» **What you will do**
Copy the entire listing, down to the final line, exactly.

--- START ---

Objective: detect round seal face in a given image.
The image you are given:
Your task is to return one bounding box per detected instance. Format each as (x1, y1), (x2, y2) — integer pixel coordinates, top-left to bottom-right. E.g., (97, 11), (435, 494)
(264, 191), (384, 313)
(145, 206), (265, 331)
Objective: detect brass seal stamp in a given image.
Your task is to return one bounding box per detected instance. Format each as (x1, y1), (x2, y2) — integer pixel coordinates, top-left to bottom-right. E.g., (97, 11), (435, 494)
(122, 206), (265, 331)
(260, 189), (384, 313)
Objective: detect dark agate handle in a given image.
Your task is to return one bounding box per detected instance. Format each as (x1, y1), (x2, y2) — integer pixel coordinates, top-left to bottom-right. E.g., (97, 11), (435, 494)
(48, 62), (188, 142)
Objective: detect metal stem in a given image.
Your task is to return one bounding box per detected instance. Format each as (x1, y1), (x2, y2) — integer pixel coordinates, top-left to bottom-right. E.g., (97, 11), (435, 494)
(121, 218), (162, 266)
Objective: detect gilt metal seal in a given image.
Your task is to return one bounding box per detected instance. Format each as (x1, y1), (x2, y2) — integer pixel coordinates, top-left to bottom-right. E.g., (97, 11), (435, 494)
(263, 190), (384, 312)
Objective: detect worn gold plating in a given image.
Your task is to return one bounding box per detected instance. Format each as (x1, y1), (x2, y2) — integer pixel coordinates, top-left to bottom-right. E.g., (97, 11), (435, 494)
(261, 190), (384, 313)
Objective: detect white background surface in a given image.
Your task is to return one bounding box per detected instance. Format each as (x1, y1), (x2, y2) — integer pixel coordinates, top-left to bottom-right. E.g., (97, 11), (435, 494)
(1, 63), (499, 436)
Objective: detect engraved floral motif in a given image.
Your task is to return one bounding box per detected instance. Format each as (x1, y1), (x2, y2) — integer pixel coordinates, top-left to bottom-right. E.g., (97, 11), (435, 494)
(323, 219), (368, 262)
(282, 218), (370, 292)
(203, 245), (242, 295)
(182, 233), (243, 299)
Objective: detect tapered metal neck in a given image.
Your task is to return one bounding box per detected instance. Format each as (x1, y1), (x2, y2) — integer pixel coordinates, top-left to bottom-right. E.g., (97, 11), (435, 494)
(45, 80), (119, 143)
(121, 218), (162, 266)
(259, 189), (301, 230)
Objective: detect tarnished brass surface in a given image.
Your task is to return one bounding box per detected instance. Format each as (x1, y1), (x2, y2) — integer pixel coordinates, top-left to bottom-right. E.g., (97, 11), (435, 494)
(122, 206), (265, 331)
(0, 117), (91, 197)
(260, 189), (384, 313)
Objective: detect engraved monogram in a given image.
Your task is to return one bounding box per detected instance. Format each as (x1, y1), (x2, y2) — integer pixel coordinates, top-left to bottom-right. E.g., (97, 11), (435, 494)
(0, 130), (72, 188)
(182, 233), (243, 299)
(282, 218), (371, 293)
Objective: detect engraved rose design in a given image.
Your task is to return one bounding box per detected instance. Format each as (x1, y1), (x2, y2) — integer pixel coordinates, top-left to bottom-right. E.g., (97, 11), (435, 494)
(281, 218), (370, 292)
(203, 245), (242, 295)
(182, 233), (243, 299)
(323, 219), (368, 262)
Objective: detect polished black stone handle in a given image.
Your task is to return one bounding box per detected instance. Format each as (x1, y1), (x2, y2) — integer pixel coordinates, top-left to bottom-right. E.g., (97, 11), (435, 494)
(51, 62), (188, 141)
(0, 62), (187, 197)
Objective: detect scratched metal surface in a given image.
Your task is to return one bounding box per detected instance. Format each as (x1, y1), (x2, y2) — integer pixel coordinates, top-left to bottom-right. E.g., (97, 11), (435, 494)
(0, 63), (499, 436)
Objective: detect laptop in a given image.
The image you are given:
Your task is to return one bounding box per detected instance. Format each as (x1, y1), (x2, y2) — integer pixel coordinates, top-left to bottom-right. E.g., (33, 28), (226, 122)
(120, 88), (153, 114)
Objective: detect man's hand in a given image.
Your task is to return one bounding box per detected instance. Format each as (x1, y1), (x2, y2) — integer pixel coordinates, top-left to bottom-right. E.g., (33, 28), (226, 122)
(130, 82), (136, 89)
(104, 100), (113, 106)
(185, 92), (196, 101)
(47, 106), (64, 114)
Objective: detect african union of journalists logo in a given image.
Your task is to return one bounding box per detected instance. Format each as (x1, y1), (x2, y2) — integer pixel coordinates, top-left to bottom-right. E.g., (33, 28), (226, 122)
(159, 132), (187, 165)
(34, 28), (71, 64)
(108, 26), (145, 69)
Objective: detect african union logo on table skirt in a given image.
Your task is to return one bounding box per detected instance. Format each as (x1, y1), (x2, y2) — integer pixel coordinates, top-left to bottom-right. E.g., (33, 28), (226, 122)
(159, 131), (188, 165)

--- END ---

» **Your solution**
Objective: detect round seal face in a given image.
The image you are given:
Your task is to return one bounding box per detected instance. Format each as (x1, y1), (x2, y2) — integer pixel coordinates, top-left to bottom-right. E.g., (97, 11), (435, 494)
(264, 191), (384, 313)
(145, 206), (265, 331)
Objective: detect brass seal stamp in a given image.
Your task is to return one bounding box per detected instance. Format each as (x1, y1), (x2, y2) — integer pixel coordinates, top-left to bottom-right. E.g., (97, 11), (435, 494)
(122, 206), (265, 331)
(260, 189), (384, 313)
Objective: detect dark agate handle in a given image.
Your task is to return one bounding box per detected instance. Format each as (x1, y1), (x2, y2) — integer pixel coordinates, top-left to bottom-right. E.g., (97, 11), (435, 494)
(48, 62), (188, 142)
Objective: detect metal stem in a given image.
Your task is to return one bounding box per detected instance. Format each as (x1, y1), (x2, y2) — integer pixel coordinates, top-left to bottom-right. E.g., (97, 11), (435, 494)
(121, 218), (162, 266)
Objective: detect gilt metal seal in a given image.
Your task is to return one bounding box per detected instance. Format each as (x1, y1), (x2, y2) — integer pixel coordinates, top-left to bottom-right. E.g., (97, 11), (435, 494)
(263, 190), (384, 312)
Objective: detect worn gold plating in a given image.
Your task is to return one bounding box per detected instance. Format each as (x1, y1), (x2, y2) — integer pixel coordinates, top-left to bottom-right. E.g., (97, 11), (435, 494)
(261, 190), (384, 313)
Objective: detect white background surface in a given image.
Your task is to return one bounding box per detected instance. Format each as (x1, y1), (x2, y2) — integer pixel coordinates, top-left to bottom-right. E.g., (97, 11), (435, 494)
(1, 63), (499, 436)
Objective: detect engraved floral motif in a given image.
Your task is to return one bounding box per detected instance. Format each as (x1, y1), (x2, y2) — integer pixel coordinates, top-left to bottom-right. E.g., (97, 11), (435, 494)
(323, 219), (368, 262)
(282, 218), (370, 292)
(203, 245), (242, 295)
(182, 233), (243, 299)
Objective: detect tapered metal neck in a given image.
Your task is to return one bounding box per detected instance. Format each as (x1, y1), (x2, y2) — integer pixel coordinates, top-left to bottom-right. E.g., (97, 11), (435, 494)
(45, 80), (119, 143)
(121, 218), (162, 266)
(259, 189), (301, 230)
Objective: detect tarnished brass surface in a given image.
Your task is to return one bounding box per detected instance. Format each as (x1, y1), (x2, y2) — integer pixel coordinates, top-left to bottom-right. E.g., (97, 11), (435, 494)
(122, 206), (265, 331)
(0, 117), (91, 197)
(260, 189), (384, 313)
Objective: detect engraved monogram in a given image.
Your task is to return one bounding box per detected instance. Format each as (x1, y1), (x2, y2) — integer pixel coordinates, top-left to bottom-right. E.g., (97, 11), (435, 494)
(0, 130), (72, 188)
(182, 233), (243, 299)
(282, 218), (371, 293)
Objective: detect engraved rose design in a given image.
Your task is to return one bounding box per detected instance. Format each as (x1, y1), (x2, y2) — integer pixel coordinates, top-left to bottom-right. E.g., (97, 11), (435, 494)
(281, 218), (370, 292)
(203, 245), (242, 295)
(182, 233), (243, 299)
(323, 219), (368, 262)
Objective: detect polished black stone handle in a given image.
Your task is to return one bounding box per detected instance. Format each as (x1, y1), (x2, y2) — integer pixel coordinates, top-left to bottom-right. E.g., (97, 11), (435, 494)
(51, 62), (188, 141)
(0, 62), (187, 197)
Objective: detect scratched metal surface in a given image.
Your task is to return one bounding box per detected instance. Format each as (x1, y1), (x2, y2) — integer pixel coordinates, top-left to bottom-right. E.g., (97, 11), (435, 494)
(0, 63), (499, 436)
Objective: detect laptop in a given image.
The image you are given:
Your task is to return one bounding box per detected instance. Format each as (x1, y1), (x2, y2) — integer pixel coordinates, top-left to bottom-right. E.g., (33, 28), (226, 122)
(120, 88), (153, 114)
Objective: detect man's hand in a given image.
Your task is to return one bounding box per detected instance. Format each as (x1, y1), (x2, y2) — integer pixel coordinates, top-left to bottom-right. E.g., (33, 28), (226, 122)
(130, 82), (136, 89)
(104, 100), (113, 106)
(185, 92), (196, 101)
(47, 106), (64, 114)
Objective: detect african union of journalists logo in a given image.
Your task is to return one bounding box per detected instance. Format each as (x1, y1), (x2, y2) — integer pixel coordinates, top-left to bottom-right. E.g., (33, 28), (226, 122)
(159, 132), (187, 165)
(34, 28), (71, 64)
(108, 26), (145, 69)
Objective: detect african union logo on table skirt in a given image.
Your task is to return one bounding box per detected instance. Format each as (x1, y1), (x2, y2) — integer pixel coordinates, top-left to bottom-right. E.g., (33, 28), (226, 122)
(159, 131), (188, 165)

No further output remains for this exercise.